_ACTIVITY_
Your response should contain each line of the data that includes "green".

_RECORDS FOR THE EXERCISE_

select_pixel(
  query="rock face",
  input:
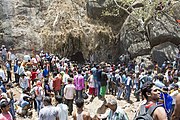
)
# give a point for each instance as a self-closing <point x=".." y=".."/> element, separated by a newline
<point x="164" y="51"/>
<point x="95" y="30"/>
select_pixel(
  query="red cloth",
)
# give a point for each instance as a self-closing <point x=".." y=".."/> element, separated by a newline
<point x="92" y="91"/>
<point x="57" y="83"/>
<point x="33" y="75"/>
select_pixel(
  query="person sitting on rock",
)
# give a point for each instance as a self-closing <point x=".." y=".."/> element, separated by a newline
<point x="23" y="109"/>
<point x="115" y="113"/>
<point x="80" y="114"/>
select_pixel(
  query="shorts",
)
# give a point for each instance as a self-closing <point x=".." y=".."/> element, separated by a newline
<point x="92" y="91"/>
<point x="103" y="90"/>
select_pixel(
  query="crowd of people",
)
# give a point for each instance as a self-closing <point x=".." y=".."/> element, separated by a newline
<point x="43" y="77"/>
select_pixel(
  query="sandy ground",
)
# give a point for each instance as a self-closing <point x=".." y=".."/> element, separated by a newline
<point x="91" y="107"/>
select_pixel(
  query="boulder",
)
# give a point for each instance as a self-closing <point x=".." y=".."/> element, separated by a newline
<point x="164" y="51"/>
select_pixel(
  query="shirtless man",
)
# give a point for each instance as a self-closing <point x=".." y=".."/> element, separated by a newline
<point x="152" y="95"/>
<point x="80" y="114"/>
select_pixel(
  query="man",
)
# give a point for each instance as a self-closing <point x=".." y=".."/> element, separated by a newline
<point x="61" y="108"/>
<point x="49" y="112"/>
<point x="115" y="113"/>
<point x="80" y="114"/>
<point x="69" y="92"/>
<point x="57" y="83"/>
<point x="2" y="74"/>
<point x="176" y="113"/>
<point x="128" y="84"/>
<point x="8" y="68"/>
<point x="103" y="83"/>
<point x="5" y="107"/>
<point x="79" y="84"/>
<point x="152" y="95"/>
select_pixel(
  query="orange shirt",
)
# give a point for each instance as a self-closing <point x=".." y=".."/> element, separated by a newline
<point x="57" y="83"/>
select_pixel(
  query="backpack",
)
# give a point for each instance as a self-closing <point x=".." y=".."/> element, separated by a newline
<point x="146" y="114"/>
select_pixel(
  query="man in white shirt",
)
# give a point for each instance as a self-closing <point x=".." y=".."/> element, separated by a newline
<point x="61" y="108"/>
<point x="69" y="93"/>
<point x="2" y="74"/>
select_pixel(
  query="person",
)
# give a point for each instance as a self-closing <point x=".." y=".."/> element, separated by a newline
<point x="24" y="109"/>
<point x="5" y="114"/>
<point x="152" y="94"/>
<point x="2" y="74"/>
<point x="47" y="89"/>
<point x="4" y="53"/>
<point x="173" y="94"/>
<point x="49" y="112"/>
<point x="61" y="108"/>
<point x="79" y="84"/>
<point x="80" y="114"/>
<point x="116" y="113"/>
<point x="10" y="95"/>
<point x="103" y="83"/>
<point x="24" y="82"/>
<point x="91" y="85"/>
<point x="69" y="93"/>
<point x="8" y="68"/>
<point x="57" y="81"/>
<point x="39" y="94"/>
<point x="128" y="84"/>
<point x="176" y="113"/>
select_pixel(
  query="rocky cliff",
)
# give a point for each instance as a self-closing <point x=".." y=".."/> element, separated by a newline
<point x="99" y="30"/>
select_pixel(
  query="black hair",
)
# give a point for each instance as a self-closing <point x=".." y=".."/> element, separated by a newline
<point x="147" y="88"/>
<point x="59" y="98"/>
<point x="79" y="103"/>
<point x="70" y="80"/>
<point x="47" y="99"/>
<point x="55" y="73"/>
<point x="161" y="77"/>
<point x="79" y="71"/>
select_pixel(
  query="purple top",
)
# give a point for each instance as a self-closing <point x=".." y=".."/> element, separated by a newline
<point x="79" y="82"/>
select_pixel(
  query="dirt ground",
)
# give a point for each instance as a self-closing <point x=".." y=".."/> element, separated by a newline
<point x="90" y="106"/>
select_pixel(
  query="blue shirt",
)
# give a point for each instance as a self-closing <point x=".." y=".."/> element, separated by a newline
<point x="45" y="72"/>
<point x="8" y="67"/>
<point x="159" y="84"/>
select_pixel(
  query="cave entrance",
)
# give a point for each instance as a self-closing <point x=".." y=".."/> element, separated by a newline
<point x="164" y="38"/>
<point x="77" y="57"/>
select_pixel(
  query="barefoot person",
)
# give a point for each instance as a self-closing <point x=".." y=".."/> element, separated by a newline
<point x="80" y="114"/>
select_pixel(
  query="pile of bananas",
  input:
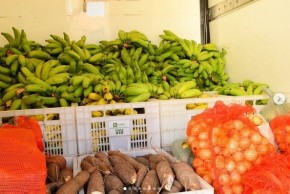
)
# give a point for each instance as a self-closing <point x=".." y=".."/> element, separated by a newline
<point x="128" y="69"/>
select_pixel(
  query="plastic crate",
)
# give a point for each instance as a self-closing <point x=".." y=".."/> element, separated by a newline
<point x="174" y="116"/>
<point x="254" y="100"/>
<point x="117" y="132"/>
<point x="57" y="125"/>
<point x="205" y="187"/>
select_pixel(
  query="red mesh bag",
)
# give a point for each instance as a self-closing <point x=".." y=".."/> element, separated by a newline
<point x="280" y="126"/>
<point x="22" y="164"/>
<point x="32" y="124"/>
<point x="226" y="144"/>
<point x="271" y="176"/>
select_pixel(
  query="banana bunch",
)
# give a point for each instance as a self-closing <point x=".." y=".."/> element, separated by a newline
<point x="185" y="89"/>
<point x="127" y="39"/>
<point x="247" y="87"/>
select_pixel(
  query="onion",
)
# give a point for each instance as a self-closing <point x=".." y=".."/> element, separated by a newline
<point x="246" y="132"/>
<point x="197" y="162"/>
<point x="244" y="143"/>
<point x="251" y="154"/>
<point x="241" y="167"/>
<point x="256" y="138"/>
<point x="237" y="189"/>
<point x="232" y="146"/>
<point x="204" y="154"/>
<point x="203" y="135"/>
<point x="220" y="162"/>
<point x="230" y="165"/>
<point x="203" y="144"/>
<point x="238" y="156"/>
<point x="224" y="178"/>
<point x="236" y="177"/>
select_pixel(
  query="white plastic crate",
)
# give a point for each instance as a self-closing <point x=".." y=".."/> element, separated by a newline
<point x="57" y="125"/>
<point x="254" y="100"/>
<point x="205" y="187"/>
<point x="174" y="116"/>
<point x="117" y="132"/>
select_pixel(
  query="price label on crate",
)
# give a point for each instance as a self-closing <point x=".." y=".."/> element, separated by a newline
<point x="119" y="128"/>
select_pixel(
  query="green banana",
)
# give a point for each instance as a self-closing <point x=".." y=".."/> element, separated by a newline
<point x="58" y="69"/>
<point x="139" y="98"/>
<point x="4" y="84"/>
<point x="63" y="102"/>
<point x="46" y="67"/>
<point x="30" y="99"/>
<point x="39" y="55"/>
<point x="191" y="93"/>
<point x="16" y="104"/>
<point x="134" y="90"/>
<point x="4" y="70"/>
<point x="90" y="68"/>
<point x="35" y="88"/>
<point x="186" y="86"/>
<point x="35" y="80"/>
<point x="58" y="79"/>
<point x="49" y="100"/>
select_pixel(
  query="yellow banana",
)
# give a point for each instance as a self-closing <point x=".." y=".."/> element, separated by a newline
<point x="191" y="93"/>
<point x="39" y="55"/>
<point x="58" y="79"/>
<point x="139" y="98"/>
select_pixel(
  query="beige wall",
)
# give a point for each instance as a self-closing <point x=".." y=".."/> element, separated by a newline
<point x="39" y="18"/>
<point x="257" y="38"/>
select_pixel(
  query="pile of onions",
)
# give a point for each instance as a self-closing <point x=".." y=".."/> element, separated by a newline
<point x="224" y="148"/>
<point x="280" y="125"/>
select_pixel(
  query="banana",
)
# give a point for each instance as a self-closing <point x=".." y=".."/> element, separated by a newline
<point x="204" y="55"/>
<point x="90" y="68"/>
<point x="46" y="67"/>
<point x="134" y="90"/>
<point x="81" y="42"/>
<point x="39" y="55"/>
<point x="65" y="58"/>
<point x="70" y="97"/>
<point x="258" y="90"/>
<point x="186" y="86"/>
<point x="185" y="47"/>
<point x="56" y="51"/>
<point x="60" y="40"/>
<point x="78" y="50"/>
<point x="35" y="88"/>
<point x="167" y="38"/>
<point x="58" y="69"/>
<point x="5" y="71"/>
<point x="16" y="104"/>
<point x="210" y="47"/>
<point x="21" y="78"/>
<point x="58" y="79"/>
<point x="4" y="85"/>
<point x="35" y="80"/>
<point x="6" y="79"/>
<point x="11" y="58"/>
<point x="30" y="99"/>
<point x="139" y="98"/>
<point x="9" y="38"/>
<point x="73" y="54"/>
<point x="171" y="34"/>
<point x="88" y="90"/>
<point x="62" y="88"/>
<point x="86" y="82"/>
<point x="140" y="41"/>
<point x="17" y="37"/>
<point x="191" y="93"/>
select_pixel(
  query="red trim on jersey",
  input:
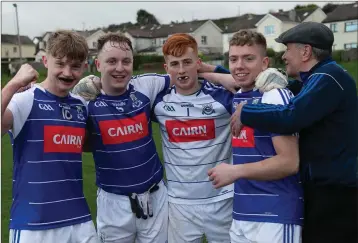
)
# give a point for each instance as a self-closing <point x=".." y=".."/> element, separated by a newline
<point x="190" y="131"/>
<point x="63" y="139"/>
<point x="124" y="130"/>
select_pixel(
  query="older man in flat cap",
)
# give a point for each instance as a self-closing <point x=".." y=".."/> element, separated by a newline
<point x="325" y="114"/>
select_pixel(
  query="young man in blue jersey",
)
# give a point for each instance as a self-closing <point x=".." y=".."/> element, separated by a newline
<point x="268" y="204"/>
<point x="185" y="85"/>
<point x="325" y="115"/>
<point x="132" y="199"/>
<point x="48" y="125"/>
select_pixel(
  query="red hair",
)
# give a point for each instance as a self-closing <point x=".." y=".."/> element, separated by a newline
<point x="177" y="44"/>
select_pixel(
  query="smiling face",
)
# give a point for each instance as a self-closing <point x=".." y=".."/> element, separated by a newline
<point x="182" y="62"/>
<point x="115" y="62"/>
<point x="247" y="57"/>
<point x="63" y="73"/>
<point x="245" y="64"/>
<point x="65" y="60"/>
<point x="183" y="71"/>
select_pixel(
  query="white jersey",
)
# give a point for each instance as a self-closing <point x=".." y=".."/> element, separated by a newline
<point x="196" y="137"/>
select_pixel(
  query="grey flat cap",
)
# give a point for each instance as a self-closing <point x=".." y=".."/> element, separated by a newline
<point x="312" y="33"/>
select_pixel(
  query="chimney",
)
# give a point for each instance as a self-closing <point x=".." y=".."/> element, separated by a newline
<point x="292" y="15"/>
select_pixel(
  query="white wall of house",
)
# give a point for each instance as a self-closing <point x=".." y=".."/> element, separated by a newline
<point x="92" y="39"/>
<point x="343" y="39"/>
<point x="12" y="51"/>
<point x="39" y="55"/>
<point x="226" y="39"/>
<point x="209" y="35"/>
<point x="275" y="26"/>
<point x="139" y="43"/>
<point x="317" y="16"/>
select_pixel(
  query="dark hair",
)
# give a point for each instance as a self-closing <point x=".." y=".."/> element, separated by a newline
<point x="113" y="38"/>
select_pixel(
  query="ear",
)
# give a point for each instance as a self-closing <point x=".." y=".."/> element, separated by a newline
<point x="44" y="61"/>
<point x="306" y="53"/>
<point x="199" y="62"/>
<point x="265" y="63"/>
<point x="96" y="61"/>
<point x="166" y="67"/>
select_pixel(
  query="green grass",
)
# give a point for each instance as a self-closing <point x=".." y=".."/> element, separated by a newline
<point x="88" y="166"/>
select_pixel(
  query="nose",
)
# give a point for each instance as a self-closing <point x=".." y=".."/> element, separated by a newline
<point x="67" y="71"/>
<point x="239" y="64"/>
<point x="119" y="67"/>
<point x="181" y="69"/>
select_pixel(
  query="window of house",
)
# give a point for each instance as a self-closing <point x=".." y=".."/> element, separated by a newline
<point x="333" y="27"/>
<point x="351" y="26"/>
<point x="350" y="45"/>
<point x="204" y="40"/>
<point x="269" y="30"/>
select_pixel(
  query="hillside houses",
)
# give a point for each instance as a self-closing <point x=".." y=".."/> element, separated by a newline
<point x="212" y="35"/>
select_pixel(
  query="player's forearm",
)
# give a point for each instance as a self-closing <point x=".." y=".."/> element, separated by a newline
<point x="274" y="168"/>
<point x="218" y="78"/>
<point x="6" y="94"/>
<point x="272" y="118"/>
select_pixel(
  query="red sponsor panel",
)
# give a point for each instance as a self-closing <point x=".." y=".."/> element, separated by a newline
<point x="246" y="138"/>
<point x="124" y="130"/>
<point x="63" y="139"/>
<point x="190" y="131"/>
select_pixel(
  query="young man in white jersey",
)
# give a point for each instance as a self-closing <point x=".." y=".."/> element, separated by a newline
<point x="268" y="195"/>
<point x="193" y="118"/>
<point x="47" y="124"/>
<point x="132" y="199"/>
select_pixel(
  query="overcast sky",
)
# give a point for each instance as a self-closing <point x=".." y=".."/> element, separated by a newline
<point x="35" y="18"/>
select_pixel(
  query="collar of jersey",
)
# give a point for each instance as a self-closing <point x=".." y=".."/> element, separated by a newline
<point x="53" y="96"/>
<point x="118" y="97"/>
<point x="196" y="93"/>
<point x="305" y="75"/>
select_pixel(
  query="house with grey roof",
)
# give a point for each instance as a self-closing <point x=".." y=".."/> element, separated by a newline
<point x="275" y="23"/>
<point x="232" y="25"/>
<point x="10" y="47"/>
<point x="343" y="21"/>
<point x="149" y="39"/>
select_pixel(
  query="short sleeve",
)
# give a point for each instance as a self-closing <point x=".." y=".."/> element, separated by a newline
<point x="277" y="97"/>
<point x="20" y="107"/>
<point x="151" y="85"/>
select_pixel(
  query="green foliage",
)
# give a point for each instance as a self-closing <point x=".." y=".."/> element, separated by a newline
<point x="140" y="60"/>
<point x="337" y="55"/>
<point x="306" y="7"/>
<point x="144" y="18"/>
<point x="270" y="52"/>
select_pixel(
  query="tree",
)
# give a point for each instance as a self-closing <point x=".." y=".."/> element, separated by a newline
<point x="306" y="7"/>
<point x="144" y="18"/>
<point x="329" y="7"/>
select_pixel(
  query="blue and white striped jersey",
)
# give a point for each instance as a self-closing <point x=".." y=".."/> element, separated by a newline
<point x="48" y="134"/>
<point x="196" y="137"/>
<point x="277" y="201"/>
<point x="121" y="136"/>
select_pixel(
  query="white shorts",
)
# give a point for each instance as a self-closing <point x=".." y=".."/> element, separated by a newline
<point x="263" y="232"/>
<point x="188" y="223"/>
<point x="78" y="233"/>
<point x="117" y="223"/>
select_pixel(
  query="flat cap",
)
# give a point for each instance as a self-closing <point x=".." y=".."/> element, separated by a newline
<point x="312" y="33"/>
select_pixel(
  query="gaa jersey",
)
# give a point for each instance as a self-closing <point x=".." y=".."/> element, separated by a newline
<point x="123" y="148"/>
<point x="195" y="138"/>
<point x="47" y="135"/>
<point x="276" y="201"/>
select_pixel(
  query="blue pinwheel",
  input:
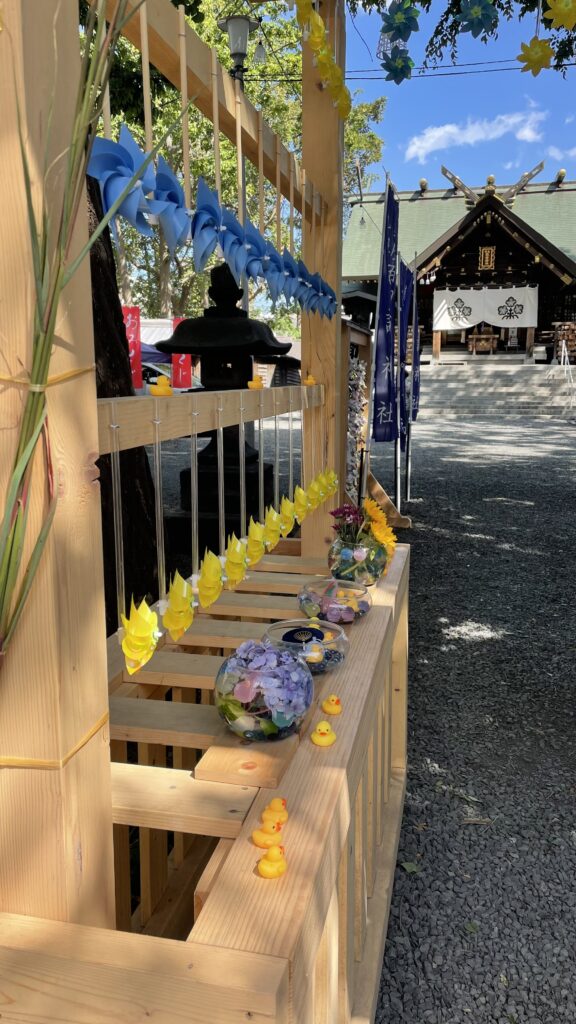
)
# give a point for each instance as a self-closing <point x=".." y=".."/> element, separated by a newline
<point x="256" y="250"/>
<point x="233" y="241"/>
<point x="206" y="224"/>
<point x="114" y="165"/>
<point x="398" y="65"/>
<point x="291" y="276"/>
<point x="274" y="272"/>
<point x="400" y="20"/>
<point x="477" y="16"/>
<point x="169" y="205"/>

_FINISHED TASK_
  query="green banana",
  query="green grass",
  query="green foliage",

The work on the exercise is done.